- Attività 1
Nel testo sul documentario girato ad Aleppo, che cosa vuol dire il nome della bambina, Sama?
- Attività 2
Continua il testo sul documentario girato ad Aleppo a partire dalla sua ultima frase.

- Testo
++++++++++
Il detto popolare, in effetti, funziona perché porta ad uscire da quell’egocentrismo dei sentimenti in cui tante volte ci crogioliamo, come se fossimo gli unici a soffrire, e ci parla di altri dolori umani, particolarmente strazianti quando si accompagnano alla devastazione del corpo o quando colpiscono i più innocenti di tutti: i bambini. O forse ci parla anche del dolore universale, proprio della condizione umana.
In effetti il documentario, realizzato mediante un montaggio non lineare di circa 500 ore di riprese, pur insistendo sulle responsabilità di Assad e dei russi rispetto ai bombardamenti della città di Aleppo, racconta soprattutto il vissuto dell’autrice: una giovane donna caparbia e coraggiosa che si è trovata in mezzo alle bombe e alle granate a vent’anni, quando studiava economia all’università. Fin da subito è diventata reporter per Channel 4 News (UK). Poi si è sposata con un giovane ed eroico medico che decide di allestire un ospedale per curare i feriti e mette al mondo una bambina, Sama, che significa cielo: quel cielo che non può contemplare perché i posti più sicuri sono underground, come l’ospedale. Le vicende personali della piccola famiglia e dei loro amici forniscono una prospettiva sulla guerra molto più intima: non importa tanto capire le ragioni storiche del conflitto, ma evidenziare che cosa è una guerra. Cioè essenzialmente una guerra civile. E’ così da ottant’anni almeno, dalla seconda guerra mondiale: quando a morire sono i civili più che i militari, non per casualità, ma per un disegno terroristico preordinato.
++++++++++
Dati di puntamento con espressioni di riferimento
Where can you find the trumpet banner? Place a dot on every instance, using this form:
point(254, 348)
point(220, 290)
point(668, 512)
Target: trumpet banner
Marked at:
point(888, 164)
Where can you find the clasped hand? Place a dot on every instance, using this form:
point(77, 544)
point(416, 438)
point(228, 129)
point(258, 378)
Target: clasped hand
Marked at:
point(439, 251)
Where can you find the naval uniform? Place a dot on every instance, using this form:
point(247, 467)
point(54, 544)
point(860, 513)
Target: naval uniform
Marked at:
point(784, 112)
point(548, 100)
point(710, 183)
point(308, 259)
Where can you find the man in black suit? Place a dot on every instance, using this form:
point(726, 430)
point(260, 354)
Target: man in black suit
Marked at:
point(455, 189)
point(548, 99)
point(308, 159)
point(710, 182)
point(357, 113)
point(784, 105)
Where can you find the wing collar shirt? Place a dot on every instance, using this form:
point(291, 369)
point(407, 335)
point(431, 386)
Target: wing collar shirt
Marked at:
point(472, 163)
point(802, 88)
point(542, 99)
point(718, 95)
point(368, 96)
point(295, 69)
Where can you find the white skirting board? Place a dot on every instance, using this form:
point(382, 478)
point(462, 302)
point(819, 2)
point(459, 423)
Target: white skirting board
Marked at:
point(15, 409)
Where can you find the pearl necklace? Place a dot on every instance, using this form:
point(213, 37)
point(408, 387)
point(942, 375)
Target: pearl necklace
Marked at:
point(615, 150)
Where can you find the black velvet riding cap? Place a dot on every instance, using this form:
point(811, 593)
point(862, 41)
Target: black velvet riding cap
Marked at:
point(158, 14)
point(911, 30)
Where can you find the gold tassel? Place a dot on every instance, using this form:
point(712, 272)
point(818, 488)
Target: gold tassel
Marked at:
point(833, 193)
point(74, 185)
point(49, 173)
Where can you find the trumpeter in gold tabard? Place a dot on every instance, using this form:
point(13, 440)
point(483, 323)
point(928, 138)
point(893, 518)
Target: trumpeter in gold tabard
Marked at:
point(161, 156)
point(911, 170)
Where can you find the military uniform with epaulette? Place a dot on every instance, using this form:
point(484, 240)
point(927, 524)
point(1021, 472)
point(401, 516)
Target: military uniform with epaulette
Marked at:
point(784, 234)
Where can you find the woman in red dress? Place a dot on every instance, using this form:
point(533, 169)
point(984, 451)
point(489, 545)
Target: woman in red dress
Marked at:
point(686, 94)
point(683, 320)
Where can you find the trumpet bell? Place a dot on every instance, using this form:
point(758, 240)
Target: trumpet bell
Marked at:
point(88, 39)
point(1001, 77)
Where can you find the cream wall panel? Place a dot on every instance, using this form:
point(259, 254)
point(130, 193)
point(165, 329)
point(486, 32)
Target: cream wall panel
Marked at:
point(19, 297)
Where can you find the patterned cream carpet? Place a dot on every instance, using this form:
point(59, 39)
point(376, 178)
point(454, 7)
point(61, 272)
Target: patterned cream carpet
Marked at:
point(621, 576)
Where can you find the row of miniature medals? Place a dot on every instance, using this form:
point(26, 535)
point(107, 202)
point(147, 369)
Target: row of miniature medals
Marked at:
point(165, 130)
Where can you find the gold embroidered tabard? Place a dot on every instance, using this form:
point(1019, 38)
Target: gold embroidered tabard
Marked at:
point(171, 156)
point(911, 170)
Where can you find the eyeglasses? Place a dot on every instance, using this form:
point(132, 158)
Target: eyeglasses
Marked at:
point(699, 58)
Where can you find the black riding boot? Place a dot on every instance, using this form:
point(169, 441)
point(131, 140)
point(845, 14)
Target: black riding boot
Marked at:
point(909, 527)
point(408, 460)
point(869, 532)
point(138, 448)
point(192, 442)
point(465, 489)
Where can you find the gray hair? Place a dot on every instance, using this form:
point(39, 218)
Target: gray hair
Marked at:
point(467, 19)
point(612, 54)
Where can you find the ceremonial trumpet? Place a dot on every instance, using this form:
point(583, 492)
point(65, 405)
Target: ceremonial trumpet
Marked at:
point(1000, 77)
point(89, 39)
++++++++++
- Risposta 1
Sama vuol dire "cielo".

- Risposta 2
Al tempo stesso, si insiste sul tema della resistenza, sugli sforzi disperati di tenere in vita (da piangere la scena del neonato esanime che viene rianimato dopo lunghissimi istanti di angoscia), sull’attaccamento disperato a una patria che poi, per realismo e necessità, si dovrà abbandonare. Ora Waas Al-Kateab, questo lo psedonimo della regista-reporter, vive in Inghilterra con il marito e due figli.
Il documentario si regge solo chiudendo gli occhi di fronte alle riprese più crude e sanguinose e ci restituisce così una realtà drammatica in presa diretta, senza effetti speciali o fotografie spettacolari. Essendo tornata da una settimana da un viaggio a Sarajevo, dove ho visitato diversi musei sull’assedio durato tre anni e mezzo (tra cui il War Childhood, delicatissimo nel trattare il tema dell’infanzia violata sia fisicamente sia emotivamente), non posso evitare un commento: il lunghissimo applauso tributato al film a Cannes non solleva l’Europa dalle sue responsabilità e soprattutto dalle sue pilatesche omissioni, che ci furono anche per la capitale bosniaca.